▶ **Task directions**
Report how many lines of the records below contain the word "dark", giving only the number.

Dataset entries
━━━━━━━━━━
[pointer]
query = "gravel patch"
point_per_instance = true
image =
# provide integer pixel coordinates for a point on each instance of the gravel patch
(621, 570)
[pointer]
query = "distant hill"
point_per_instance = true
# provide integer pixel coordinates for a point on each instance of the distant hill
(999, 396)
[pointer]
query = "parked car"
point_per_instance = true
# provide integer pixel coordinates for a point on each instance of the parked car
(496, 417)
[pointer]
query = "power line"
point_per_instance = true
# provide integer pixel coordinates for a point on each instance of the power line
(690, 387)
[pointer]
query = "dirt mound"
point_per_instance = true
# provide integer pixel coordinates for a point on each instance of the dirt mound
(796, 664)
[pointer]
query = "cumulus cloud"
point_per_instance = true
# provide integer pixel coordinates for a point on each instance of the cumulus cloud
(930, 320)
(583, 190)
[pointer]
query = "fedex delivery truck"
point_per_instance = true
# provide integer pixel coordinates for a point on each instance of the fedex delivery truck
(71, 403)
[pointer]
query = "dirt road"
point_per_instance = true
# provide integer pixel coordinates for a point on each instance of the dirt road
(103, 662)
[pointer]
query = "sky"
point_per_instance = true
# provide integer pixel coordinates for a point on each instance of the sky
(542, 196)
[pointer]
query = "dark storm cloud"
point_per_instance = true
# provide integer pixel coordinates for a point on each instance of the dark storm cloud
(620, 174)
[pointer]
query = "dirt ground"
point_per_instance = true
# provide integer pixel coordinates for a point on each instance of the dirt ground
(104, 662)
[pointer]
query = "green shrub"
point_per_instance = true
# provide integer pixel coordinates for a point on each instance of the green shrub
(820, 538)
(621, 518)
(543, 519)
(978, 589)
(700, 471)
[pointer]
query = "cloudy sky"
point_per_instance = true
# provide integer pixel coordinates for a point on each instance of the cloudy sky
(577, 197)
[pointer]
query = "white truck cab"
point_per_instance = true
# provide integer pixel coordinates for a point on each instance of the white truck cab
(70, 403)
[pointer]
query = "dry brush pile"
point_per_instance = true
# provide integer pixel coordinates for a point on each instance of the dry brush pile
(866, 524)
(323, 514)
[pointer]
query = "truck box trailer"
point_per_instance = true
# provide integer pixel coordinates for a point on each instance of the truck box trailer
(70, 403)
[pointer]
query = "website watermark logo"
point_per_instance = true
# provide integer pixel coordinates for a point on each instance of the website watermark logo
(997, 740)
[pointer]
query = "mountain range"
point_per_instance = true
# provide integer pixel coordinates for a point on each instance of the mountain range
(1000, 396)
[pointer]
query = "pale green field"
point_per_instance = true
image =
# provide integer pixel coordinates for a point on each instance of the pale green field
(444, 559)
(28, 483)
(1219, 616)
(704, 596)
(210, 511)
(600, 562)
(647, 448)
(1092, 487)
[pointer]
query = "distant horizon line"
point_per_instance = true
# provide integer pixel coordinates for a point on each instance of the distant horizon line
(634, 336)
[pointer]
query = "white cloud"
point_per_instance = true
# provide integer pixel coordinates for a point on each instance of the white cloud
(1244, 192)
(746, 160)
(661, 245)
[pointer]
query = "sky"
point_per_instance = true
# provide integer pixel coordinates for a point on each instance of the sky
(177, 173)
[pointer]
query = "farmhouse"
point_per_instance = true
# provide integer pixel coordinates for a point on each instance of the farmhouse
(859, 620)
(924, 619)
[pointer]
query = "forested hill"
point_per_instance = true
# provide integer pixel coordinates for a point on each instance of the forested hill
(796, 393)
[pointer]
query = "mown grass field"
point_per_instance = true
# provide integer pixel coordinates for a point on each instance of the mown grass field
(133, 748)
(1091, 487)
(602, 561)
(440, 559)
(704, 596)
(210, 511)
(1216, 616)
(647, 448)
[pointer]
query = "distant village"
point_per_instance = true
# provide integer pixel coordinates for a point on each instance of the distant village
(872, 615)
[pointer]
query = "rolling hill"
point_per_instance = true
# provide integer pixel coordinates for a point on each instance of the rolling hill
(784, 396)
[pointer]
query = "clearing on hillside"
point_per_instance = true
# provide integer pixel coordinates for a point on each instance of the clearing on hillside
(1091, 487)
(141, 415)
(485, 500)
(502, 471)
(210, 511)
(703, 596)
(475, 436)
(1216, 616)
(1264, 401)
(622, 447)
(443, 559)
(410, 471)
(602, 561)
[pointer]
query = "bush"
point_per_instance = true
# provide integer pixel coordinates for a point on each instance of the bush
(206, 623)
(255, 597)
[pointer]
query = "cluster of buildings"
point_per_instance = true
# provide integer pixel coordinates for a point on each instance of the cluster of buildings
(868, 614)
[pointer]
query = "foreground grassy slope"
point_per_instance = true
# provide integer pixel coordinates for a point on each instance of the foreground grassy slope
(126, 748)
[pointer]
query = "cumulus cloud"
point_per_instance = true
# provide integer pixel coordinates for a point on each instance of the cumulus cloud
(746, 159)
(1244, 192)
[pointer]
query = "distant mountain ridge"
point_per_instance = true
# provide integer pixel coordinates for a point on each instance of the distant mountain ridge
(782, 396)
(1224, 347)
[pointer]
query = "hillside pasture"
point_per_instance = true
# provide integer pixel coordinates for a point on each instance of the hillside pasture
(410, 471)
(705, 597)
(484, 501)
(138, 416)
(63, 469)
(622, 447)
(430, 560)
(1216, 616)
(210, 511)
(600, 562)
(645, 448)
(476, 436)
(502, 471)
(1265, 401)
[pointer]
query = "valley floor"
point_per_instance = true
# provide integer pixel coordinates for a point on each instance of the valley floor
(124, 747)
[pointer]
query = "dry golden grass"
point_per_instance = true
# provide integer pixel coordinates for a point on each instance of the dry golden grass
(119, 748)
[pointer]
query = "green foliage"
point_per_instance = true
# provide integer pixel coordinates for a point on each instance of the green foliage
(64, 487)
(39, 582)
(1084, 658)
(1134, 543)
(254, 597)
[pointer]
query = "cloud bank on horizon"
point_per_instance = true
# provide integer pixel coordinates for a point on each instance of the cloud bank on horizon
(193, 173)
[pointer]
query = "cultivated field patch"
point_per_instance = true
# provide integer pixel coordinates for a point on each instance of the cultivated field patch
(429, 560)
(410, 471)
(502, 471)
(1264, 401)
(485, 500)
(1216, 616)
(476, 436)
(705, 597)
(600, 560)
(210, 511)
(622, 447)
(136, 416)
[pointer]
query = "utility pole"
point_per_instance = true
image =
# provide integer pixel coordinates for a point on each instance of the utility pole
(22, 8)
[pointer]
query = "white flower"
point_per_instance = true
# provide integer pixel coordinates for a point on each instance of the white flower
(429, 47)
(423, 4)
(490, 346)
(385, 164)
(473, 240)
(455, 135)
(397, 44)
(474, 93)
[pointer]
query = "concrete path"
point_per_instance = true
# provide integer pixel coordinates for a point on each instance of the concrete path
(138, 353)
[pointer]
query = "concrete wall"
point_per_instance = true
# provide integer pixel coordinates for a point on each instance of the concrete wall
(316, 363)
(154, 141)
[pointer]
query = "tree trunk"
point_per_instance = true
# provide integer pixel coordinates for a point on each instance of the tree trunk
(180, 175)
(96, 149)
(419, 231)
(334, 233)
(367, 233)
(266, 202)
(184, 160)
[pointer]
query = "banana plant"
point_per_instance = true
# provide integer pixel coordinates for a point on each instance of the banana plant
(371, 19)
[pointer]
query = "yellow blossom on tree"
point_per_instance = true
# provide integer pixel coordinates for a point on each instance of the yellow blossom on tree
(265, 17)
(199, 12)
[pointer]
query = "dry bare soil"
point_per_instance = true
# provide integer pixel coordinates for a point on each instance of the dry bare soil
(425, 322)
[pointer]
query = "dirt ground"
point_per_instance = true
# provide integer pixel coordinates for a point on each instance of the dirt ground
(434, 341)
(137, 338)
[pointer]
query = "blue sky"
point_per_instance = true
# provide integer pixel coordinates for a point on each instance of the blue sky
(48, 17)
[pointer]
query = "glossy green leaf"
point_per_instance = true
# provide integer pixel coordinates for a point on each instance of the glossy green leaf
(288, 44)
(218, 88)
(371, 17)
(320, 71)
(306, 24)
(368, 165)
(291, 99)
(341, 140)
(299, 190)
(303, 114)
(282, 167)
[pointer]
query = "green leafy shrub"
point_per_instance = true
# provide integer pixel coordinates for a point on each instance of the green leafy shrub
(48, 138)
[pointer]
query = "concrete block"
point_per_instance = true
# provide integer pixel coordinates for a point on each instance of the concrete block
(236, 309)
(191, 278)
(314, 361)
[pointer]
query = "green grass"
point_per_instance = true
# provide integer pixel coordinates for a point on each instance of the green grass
━━━━━━━━━━
▶ **Exercise response**
2